### EXERCISE GOAL
Return every record exactly. Omit nothing.

**********

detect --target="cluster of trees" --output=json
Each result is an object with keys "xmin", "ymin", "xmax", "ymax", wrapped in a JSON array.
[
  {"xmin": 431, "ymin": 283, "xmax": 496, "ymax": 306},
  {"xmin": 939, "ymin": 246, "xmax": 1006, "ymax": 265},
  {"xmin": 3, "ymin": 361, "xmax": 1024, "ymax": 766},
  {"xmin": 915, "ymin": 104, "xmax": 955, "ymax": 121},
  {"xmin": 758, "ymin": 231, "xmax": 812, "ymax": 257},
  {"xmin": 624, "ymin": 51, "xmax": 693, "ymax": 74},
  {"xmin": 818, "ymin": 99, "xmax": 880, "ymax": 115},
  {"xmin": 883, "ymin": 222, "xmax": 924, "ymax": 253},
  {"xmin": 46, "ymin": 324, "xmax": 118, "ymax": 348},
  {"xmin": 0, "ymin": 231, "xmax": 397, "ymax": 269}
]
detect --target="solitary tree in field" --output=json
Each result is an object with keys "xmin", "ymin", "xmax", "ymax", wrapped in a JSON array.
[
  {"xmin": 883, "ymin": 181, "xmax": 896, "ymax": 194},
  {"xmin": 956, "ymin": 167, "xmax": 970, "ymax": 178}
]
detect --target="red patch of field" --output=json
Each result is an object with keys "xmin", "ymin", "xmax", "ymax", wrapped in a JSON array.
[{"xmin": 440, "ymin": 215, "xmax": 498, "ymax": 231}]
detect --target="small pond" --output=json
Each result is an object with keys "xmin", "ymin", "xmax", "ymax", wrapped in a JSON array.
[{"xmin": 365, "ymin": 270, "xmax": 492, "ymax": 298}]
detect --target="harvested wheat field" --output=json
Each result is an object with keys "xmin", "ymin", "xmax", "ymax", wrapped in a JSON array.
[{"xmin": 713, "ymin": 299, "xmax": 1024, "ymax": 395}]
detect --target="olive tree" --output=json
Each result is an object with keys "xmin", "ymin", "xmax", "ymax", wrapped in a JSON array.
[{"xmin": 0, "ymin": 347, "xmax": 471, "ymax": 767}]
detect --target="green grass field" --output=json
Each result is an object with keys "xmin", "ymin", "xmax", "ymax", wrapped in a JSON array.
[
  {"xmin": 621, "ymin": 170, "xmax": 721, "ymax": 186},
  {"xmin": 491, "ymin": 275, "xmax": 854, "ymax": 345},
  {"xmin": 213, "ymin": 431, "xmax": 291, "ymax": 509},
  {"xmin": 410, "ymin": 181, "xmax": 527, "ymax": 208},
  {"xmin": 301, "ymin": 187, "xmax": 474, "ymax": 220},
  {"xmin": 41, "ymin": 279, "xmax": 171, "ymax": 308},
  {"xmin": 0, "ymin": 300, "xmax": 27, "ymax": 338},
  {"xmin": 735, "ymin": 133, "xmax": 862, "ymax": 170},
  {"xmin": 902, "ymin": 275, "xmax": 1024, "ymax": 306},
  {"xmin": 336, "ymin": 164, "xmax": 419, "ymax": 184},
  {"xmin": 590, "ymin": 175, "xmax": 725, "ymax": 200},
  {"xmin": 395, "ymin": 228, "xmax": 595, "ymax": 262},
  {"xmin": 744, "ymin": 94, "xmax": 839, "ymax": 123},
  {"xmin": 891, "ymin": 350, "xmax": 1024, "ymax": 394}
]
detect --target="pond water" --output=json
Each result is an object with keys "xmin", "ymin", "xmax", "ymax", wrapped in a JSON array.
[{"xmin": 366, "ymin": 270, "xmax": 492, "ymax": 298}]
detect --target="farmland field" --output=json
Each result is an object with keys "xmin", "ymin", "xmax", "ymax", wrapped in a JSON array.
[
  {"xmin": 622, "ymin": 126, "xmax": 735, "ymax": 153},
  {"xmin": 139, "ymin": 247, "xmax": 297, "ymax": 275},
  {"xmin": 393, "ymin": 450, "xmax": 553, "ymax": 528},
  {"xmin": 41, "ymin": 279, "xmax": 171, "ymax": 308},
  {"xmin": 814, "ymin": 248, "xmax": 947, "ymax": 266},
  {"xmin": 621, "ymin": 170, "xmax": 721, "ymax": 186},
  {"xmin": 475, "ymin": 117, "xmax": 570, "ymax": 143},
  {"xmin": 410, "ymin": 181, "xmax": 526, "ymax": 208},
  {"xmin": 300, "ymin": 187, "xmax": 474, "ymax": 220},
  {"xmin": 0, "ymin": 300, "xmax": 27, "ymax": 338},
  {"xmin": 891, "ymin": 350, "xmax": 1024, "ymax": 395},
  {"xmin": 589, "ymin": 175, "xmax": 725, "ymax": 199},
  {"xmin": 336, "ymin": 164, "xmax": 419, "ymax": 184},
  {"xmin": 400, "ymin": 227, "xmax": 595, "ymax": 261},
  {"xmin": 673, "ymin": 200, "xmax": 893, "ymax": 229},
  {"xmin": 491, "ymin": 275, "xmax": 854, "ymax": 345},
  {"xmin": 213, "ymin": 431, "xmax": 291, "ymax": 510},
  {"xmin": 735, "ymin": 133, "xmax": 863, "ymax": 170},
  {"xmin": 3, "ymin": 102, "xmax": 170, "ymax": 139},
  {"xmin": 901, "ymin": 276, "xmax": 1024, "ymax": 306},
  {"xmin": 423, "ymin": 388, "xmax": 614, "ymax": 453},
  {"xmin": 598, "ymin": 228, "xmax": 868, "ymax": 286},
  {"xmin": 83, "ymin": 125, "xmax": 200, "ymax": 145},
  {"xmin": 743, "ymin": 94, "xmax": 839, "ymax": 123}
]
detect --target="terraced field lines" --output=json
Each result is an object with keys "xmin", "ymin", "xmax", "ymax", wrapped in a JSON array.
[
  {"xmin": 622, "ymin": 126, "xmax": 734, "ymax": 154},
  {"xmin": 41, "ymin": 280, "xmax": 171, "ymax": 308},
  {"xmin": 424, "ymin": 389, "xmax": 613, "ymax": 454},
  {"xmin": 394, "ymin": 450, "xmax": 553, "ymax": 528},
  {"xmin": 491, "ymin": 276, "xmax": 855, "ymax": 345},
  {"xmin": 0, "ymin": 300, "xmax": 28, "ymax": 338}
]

**********

### SOLUTION BELOW
detect --target="cluster of trees" --output=json
Each result is an object with keys "xmin", "ymin", "xmax", "ymax", wrapped in a JSON array.
[
  {"xmin": 431, "ymin": 283, "xmax": 496, "ymax": 306},
  {"xmin": 939, "ymin": 246, "xmax": 1006, "ymax": 265},
  {"xmin": 3, "ymin": 361, "xmax": 1024, "ymax": 766},
  {"xmin": 915, "ymin": 104, "xmax": 955, "ymax": 121},
  {"xmin": 758, "ymin": 231, "xmax": 812, "ymax": 257},
  {"xmin": 624, "ymin": 51, "xmax": 693, "ymax": 74},
  {"xmin": 818, "ymin": 99, "xmax": 880, "ymax": 115},
  {"xmin": 883, "ymin": 222, "xmax": 924, "ymax": 253},
  {"xmin": 46, "ymin": 324, "xmax": 118, "ymax": 348},
  {"xmin": 0, "ymin": 231, "xmax": 397, "ymax": 269}
]
detect --target="solitary tree in field" --output=json
Each result is an object with keys "xmin", "ymin", "xmax", "ymax", wrapped in a JSON array.
[
  {"xmin": 883, "ymin": 181, "xmax": 896, "ymax": 194},
  {"xmin": 956, "ymin": 167, "xmax": 970, "ymax": 178}
]
detect --target="red patch of field" --output=json
Each result is an object with keys "xmin", "ymin", "xmax", "ymax", wrapped in a JSON array.
[{"xmin": 440, "ymin": 215, "xmax": 498, "ymax": 231}]
detect --target="small pond" --output=json
Each result is an object with keys "xmin", "ymin", "xmax", "ymax", wrapped in a JSON array.
[{"xmin": 365, "ymin": 270, "xmax": 492, "ymax": 298}]
detect --target="harvested wheat field" --output=json
Each result is an object with keys "xmin", "ymin", "xmax", "ymax", wrapped in a JSON array.
[{"xmin": 713, "ymin": 299, "xmax": 1024, "ymax": 395}]
detect --target="olive tree" --output=json
Each result is an object with keys "xmin", "ymin", "xmax", "ymax", wrapped in a JSON array.
[{"xmin": 0, "ymin": 347, "xmax": 471, "ymax": 767}]
detect --target="green grass field" --output=json
Each result is an object with keys "xmin", "ymin", "xmax", "ymax", wrapped in a JSON array.
[
  {"xmin": 621, "ymin": 170, "xmax": 721, "ymax": 186},
  {"xmin": 491, "ymin": 275, "xmax": 854, "ymax": 345},
  {"xmin": 213, "ymin": 431, "xmax": 291, "ymax": 509},
  {"xmin": 410, "ymin": 181, "xmax": 527, "ymax": 208},
  {"xmin": 301, "ymin": 187, "xmax": 474, "ymax": 220},
  {"xmin": 41, "ymin": 279, "xmax": 171, "ymax": 308},
  {"xmin": 0, "ymin": 300, "xmax": 27, "ymax": 338},
  {"xmin": 735, "ymin": 133, "xmax": 862, "ymax": 170},
  {"xmin": 902, "ymin": 275, "xmax": 1024, "ymax": 306},
  {"xmin": 336, "ymin": 164, "xmax": 419, "ymax": 184},
  {"xmin": 590, "ymin": 175, "xmax": 725, "ymax": 200},
  {"xmin": 395, "ymin": 228, "xmax": 595, "ymax": 262},
  {"xmin": 744, "ymin": 94, "xmax": 839, "ymax": 123},
  {"xmin": 891, "ymin": 350, "xmax": 1024, "ymax": 394}
]
detect --target="pond water" --output=json
Each result is an object with keys "xmin", "ymin", "xmax", "ymax", wrapped in a JSON array.
[{"xmin": 366, "ymin": 270, "xmax": 492, "ymax": 298}]
detect --target="farmland field" --output=json
Each result is an object with keys "xmin", "ymin", "xmax", "ymax", wrapped in a JSON array.
[
  {"xmin": 622, "ymin": 126, "xmax": 735, "ymax": 153},
  {"xmin": 139, "ymin": 247, "xmax": 297, "ymax": 275},
  {"xmin": 393, "ymin": 450, "xmax": 553, "ymax": 528},
  {"xmin": 41, "ymin": 279, "xmax": 171, "ymax": 308},
  {"xmin": 814, "ymin": 248, "xmax": 947, "ymax": 266},
  {"xmin": 621, "ymin": 170, "xmax": 721, "ymax": 186},
  {"xmin": 475, "ymin": 117, "xmax": 570, "ymax": 143},
  {"xmin": 410, "ymin": 181, "xmax": 526, "ymax": 208},
  {"xmin": 300, "ymin": 187, "xmax": 474, "ymax": 220},
  {"xmin": 0, "ymin": 300, "xmax": 27, "ymax": 338},
  {"xmin": 891, "ymin": 350, "xmax": 1024, "ymax": 395},
  {"xmin": 589, "ymin": 175, "xmax": 725, "ymax": 199},
  {"xmin": 336, "ymin": 164, "xmax": 419, "ymax": 184},
  {"xmin": 400, "ymin": 227, "xmax": 595, "ymax": 261},
  {"xmin": 673, "ymin": 200, "xmax": 893, "ymax": 229},
  {"xmin": 491, "ymin": 275, "xmax": 854, "ymax": 345},
  {"xmin": 213, "ymin": 431, "xmax": 291, "ymax": 510},
  {"xmin": 735, "ymin": 133, "xmax": 863, "ymax": 170},
  {"xmin": 3, "ymin": 102, "xmax": 170, "ymax": 139},
  {"xmin": 901, "ymin": 276, "xmax": 1024, "ymax": 306},
  {"xmin": 423, "ymin": 388, "xmax": 614, "ymax": 453},
  {"xmin": 598, "ymin": 228, "xmax": 868, "ymax": 286},
  {"xmin": 83, "ymin": 125, "xmax": 200, "ymax": 145},
  {"xmin": 743, "ymin": 94, "xmax": 839, "ymax": 123}
]
detect --target="terraced field lines" --output=json
Each result is an object with keys "xmin", "ymin", "xmax", "ymax", wrapped in a JSON array.
[
  {"xmin": 622, "ymin": 126, "xmax": 734, "ymax": 154},
  {"xmin": 41, "ymin": 280, "xmax": 171, "ymax": 308},
  {"xmin": 424, "ymin": 389, "xmax": 613, "ymax": 454},
  {"xmin": 394, "ymin": 450, "xmax": 553, "ymax": 528},
  {"xmin": 491, "ymin": 276, "xmax": 855, "ymax": 345},
  {"xmin": 0, "ymin": 300, "xmax": 28, "ymax": 338}
]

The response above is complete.